▶ **WHAT TO WORK ON**
Please return the lines of the data that contain "detect".

DATA IN THIS EXERCISE Block Start

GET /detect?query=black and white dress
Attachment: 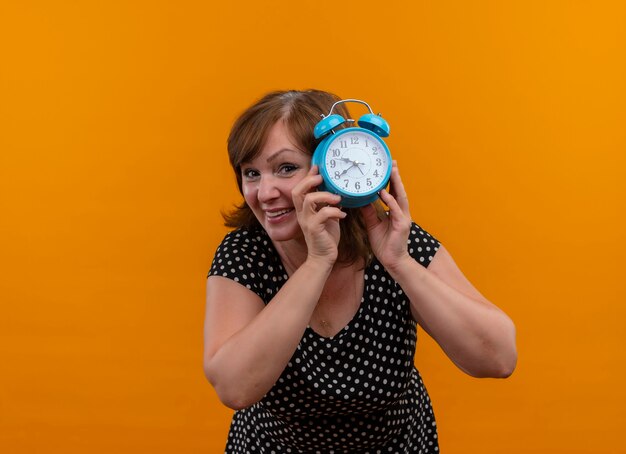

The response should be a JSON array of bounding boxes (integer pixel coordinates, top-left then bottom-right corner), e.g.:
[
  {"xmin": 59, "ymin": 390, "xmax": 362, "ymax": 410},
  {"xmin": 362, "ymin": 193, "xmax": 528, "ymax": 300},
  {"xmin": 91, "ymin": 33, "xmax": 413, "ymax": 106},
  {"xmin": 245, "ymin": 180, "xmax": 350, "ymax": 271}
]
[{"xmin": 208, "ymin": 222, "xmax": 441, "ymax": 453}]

DATA IN THIS EXERCISE Block End
DATA IN THIS EXERCISE Block Start

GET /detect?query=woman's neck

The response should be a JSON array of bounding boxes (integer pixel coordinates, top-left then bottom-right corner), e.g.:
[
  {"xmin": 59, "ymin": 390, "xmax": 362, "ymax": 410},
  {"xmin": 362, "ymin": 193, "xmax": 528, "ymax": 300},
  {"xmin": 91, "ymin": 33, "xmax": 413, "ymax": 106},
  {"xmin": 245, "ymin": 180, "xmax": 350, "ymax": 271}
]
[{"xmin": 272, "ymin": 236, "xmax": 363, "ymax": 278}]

DATA IN THIS EXERCISE Block End
DATA IN THIS EXERCISE Block Start

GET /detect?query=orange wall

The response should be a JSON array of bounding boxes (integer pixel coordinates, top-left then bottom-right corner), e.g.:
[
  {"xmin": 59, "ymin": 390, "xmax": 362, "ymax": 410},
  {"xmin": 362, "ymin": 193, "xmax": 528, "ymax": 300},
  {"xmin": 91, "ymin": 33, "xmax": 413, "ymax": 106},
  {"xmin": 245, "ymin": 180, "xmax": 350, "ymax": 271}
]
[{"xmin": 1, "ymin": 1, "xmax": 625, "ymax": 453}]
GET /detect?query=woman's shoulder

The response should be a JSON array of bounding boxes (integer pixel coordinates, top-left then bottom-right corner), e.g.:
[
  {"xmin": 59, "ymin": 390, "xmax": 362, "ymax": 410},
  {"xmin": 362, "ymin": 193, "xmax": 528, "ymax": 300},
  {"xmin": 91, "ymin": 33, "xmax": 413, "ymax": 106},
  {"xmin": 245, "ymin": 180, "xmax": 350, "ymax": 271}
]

DATA IN THIS EXERCISE Block End

▶ **SOLVED EXERCISE**
GET /detect?query=black and white dress
GET /detect?query=woman's neck
GET /detect?query=orange wall
GET /detect?query=woman's shoulder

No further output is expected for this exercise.